What is required
Turn the data below into a numbered list with one line per item and no blank lines, starting with the line containing "Mark a point on every instance of the street" and going on through the last line of the data.

Supplied material
___

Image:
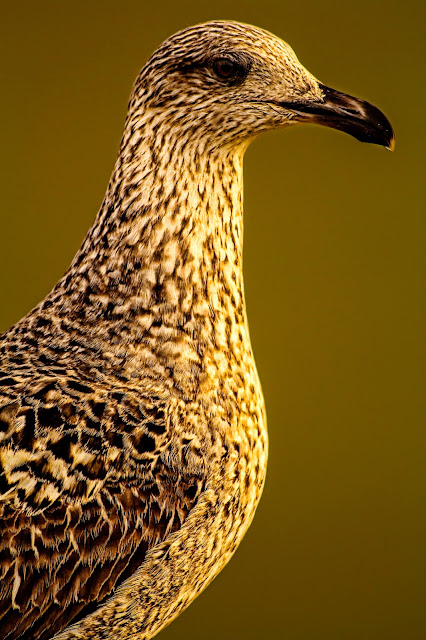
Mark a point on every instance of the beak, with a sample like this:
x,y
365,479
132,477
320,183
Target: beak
x,y
340,111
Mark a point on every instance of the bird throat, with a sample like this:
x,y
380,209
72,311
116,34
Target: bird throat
x,y
158,280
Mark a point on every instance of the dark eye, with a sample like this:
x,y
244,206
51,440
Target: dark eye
x,y
227,69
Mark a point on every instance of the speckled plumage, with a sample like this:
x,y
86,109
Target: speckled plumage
x,y
132,424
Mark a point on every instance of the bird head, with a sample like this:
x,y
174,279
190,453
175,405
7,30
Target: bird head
x,y
225,82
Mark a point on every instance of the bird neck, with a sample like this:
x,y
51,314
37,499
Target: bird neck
x,y
159,275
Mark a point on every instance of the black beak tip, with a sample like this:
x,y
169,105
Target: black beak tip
x,y
358,118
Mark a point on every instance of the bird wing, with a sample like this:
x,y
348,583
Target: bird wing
x,y
91,479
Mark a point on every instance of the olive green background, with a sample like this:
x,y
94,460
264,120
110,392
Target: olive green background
x,y
333,271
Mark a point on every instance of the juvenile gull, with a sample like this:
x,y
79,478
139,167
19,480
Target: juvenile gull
x,y
132,423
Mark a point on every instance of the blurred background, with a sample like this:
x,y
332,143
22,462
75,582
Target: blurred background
x,y
333,269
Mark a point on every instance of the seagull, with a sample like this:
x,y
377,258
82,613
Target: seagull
x,y
133,441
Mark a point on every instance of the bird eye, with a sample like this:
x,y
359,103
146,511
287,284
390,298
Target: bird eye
x,y
227,69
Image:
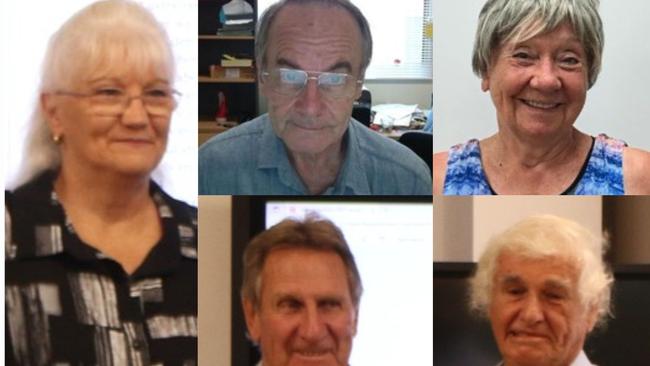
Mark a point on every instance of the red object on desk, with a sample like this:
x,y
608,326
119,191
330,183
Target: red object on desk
x,y
222,108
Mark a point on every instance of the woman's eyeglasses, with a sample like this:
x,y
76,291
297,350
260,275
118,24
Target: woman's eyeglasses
x,y
114,101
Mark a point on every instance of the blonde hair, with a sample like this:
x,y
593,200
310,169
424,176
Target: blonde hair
x,y
105,35
313,233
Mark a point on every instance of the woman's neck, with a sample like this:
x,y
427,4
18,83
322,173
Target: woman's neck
x,y
107,195
528,153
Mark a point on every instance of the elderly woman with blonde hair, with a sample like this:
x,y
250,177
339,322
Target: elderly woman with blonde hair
x,y
538,59
100,262
544,287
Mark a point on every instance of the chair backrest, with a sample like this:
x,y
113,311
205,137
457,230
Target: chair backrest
x,y
421,143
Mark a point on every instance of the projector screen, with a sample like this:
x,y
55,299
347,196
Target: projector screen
x,y
392,245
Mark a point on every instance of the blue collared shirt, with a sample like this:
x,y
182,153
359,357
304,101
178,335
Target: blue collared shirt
x,y
250,159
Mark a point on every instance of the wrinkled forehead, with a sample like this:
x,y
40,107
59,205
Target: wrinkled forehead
x,y
513,267
311,28
535,26
129,59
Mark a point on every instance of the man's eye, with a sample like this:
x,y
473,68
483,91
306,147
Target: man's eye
x,y
332,79
158,93
289,305
291,77
515,291
332,304
108,92
554,296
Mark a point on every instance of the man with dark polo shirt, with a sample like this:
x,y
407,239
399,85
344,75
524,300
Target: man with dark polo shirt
x,y
301,293
311,58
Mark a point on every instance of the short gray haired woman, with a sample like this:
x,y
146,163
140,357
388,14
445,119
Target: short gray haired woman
x,y
538,59
544,287
100,261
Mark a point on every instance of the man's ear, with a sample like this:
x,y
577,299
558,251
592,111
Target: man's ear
x,y
592,318
251,314
50,107
356,321
485,83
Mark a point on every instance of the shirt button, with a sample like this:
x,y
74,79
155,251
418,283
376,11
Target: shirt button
x,y
137,344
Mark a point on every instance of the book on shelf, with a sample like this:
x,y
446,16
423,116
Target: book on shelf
x,y
234,73
236,61
235,33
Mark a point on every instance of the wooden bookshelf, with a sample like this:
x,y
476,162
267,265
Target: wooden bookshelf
x,y
241,92
225,38
207,79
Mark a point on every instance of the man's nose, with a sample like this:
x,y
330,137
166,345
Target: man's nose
x,y
546,76
313,327
532,311
310,99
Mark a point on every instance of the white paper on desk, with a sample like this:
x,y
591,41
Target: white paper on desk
x,y
395,115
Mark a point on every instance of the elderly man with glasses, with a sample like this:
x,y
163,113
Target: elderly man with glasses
x,y
311,56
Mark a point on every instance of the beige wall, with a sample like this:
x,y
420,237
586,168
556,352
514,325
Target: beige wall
x,y
214,280
386,91
401,91
462,225
630,225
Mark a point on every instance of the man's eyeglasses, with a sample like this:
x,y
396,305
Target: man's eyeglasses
x,y
291,82
114,101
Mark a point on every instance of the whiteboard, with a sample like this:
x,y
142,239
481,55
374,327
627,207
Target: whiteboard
x,y
618,104
25,33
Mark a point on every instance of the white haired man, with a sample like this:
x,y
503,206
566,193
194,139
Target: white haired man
x,y
544,287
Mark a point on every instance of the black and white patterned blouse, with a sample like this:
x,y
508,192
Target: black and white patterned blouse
x,y
68,304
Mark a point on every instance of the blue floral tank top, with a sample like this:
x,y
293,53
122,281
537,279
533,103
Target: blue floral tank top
x,y
602,173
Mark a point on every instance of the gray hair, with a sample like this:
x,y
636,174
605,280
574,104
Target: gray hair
x,y
542,237
502,21
101,36
262,36
312,233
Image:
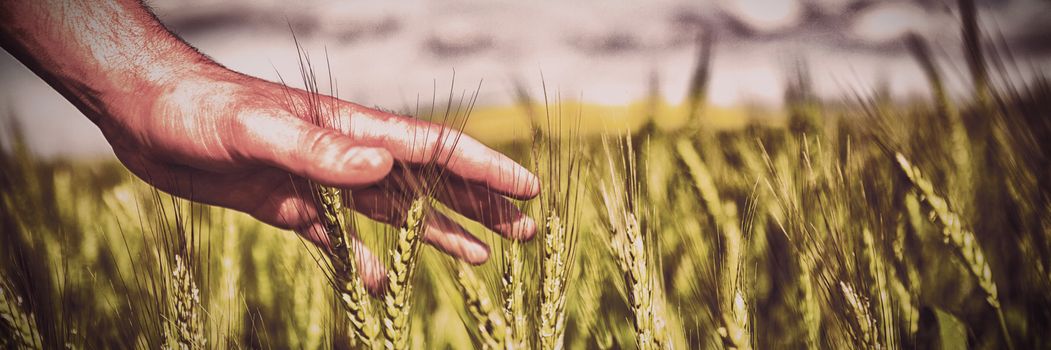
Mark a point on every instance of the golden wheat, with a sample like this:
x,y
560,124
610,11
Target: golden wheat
x,y
405,256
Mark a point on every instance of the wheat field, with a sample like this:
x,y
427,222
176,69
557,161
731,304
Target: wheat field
x,y
863,223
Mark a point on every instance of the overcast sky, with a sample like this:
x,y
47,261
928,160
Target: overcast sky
x,y
386,53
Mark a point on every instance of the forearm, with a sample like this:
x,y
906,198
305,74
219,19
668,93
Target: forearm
x,y
99,55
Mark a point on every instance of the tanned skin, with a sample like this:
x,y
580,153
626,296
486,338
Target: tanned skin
x,y
199,130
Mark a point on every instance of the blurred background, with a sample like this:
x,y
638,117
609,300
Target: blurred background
x,y
610,53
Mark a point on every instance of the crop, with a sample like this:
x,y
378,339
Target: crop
x,y
858,223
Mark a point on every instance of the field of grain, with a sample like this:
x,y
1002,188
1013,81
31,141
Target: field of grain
x,y
864,223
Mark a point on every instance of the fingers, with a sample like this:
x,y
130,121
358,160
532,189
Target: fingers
x,y
416,141
322,155
438,230
493,210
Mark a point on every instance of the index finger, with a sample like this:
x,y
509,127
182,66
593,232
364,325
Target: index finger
x,y
415,141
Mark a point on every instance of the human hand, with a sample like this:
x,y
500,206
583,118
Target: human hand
x,y
225,139
201,131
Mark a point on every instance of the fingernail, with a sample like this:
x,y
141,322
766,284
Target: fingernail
x,y
530,184
367,157
476,253
523,228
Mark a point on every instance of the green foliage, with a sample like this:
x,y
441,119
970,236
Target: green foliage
x,y
865,224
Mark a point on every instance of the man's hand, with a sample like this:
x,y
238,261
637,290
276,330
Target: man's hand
x,y
199,130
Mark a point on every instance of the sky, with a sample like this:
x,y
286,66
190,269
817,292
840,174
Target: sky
x,y
609,52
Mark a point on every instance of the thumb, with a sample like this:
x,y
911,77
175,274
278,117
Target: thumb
x,y
321,155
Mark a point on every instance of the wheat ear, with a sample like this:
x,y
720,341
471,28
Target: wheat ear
x,y
18,328
186,325
631,250
514,294
490,320
955,234
345,271
405,255
732,303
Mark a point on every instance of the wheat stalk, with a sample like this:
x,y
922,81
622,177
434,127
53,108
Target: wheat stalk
x,y
631,250
513,293
18,328
734,330
955,234
865,325
186,325
345,272
405,256
491,321
555,266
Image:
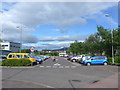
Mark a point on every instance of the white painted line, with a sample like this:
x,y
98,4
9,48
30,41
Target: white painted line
x,y
54,66
60,66
57,64
48,66
67,66
41,66
73,66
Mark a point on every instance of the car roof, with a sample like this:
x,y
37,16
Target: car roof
x,y
19,53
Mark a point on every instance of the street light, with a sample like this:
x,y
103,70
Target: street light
x,y
21,28
110,19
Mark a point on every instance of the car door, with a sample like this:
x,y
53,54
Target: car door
x,y
95,60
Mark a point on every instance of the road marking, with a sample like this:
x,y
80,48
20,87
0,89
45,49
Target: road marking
x,y
67,66
73,66
57,64
48,66
60,66
54,66
41,66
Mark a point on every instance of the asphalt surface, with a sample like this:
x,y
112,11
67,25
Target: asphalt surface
x,y
60,74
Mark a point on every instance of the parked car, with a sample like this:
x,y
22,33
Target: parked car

___

Answer below
1. Mark a point on every instance of the street light, with a sample like this:
2. x,y
3. 103,70
4. Target: street light
5. x,y
6. 21,28
7. 110,19
8. Mark a point on every instance of the car door, with a sample like this:
9. x,y
10. 53,54
11. Target: car door
12. x,y
13. 95,60
14. Mark a point on every instance of the road marking, with a sample like this:
15. x,y
16. 80,48
17. 20,87
18. 0,89
19. 45,49
20. Target: road marking
21. x,y
22. 67,66
23. 73,66
24. 57,64
25. 48,66
26. 60,66
27. 54,66
28. 41,66
29. Mark a point on every instance of the asphalt surface, with a sample like this:
30. x,y
31. 112,11
32. 67,25
33. Target: asphalt surface
34. x,y
35. 60,74
36. Mark a point on every instance of the parked car, with a sample like this:
37. x,y
38. 22,33
39. Target: parked car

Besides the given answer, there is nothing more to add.